REQUIRED TASK
Rewrite the material that follows, substituting "Annotator note" for every "Reviewer note" and leaving everything else unchanged. Do not include the pictures in your output.

RECORD EXTRACTS
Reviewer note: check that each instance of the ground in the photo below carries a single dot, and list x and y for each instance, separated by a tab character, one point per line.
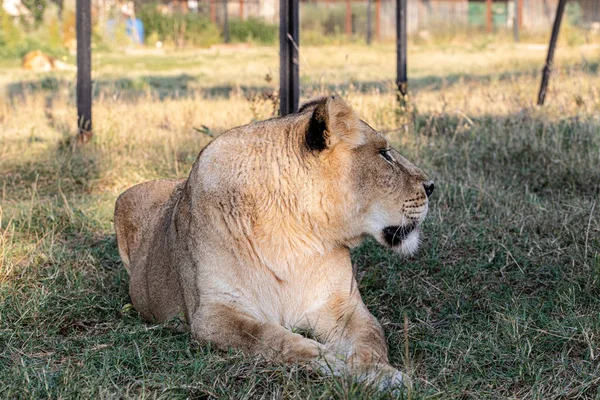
502	300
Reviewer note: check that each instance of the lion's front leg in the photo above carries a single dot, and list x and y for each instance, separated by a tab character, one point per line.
346	326
227	327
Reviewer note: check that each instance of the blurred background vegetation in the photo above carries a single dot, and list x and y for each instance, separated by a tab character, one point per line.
49	26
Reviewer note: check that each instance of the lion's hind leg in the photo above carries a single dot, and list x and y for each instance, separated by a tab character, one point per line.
137	213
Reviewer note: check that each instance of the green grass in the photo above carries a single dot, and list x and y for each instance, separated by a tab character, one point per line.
502	300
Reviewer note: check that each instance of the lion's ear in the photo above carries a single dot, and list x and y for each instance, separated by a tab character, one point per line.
332	122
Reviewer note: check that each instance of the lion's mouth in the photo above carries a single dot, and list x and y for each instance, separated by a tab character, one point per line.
395	235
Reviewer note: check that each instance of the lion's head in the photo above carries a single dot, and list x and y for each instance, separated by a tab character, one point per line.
389	193
311	181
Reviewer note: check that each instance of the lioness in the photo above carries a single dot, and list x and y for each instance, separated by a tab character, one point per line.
255	242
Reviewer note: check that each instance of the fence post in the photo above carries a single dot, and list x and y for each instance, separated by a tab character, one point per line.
289	83
369	22
378	19
548	66
213	11
348	18
516	20
226	21
84	68
401	78
488	16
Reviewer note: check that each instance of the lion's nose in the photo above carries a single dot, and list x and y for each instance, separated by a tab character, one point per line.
428	187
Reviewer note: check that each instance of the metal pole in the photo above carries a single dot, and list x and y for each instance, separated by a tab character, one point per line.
348	18
401	78
84	68
213	11
378	19
516	21
488	16
226	22
289	83
369	22
548	67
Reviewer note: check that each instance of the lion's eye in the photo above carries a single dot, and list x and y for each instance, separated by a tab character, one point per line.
385	153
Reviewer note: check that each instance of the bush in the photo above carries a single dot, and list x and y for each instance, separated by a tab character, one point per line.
253	30
180	29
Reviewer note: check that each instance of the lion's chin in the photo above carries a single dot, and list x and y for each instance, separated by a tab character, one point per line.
403	240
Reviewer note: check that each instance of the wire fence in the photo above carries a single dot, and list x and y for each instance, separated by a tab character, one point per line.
186	22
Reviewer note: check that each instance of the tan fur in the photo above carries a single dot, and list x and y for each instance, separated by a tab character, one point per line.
255	243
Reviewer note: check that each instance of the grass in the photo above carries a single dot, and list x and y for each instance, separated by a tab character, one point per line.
503	299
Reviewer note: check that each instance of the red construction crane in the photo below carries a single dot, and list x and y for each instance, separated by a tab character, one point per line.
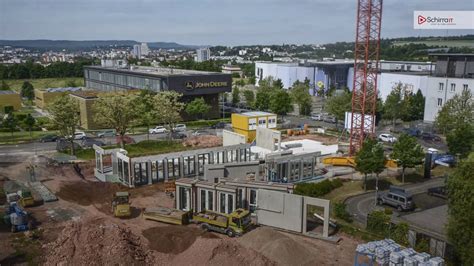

WRITTEN ANSWER
Annotator note: check that each instance of the ground in the photo below carries a single dot, and list x and y for each instance, separated by a tab character, one point per line.
502	300
Annotator note: check that each instance of the lion's front leg in the photo above carries a single dot, and list x and y for each instance, separated by a tab character, one point per line.
346	326
227	327
Annotator note: check that each instance of the blurred background vegetation in the photo above carries a single dot, and list x and y for each instance, separated by a tab character, one point per line.
49	26
Annotator note: check that each instance of the lion's hind leg in the photo above carries a single dot, and list x and y for each instance, separated by a tab character, one point per line.
137	213
Annotator note: check that each instance of the green grass in the photo above carries a single dot, and list x and y for each instance, separated by a tab character, one point per line.
502	300
Annotator note: check that each instance of the lion's ear in the photo above carries a single dot, and list x and y for each instance, separated by a tab character, one point per line.
332	122
Annotator note: check that each instance of the lion's mouth in the photo above carries a single dot, and list x and y for each instance, separated by a tab character, one point per line.
395	235
Annotator note: check that each instance of the lion's head in the photo above carries a single dot, and list x and y for each instance, separated by a tab character, one point per line.
389	193
311	181
Annotator note: check that each instance of the lioness in the photo above carries a single dot, and list x and y for each instance, separated by a tab character, one point per line.
255	242
Annotator note: check that each instance of the fence post in the photo above carries a single dot, and list x and y for each instance, separated by a tab character, one point per line.
289	83
369	22
378	19
548	66
213	11
348	18
516	20
226	21
84	68
401	78
488	16
Annotator note: check that each instance of the lion's nose in the photo above carries a single dot, and list x and y for each instance, separated by a tab character, one point per line.
428	187
Annotator note: check that each instance of the metal pole in the photo above carries a single dot, and list x and y for each instance, separated by a tab character, one point per line.
348	18
401	78
84	68
213	11
378	19
516	21
488	16
226	22
289	83
369	22
548	67
Annotator note: check that each instance of the lion's eye in the photo above carries a single dot, and list x and y for each instance, separated by a tab character, one point per line.
385	153
Annotator note: check that each instance of the bush in the photo above carries a single dot, and list x and y for each instance, separated by a tab character, one point per line.
253	30
180	29
Annotator note: check that each instance of the lion's chin in the photo above carries a single dot, and list x and y for each instance, separated by a tab character, one point per line.
403	240
Annotator note: check that each instance of the wire fence in the photo above carries a single dot, and list x and y for each instance, separated by a tab character, one point per line.
186	22
Annotator note: check that each instance of the tan fur in the photo above carries a single dot, and list x and y for each instance, separated by a tab character, one point per line.
255	243
Annotator note: check that each instance of the grass in the photo above carries a single dot, and list x and y for each instance, separated by a tab character, one point per line.
503	299
Annotator note: check that each instance of the red construction crane in the photo below carries a single dot, and list x and y for each instance, separated by a tab character, one point per line.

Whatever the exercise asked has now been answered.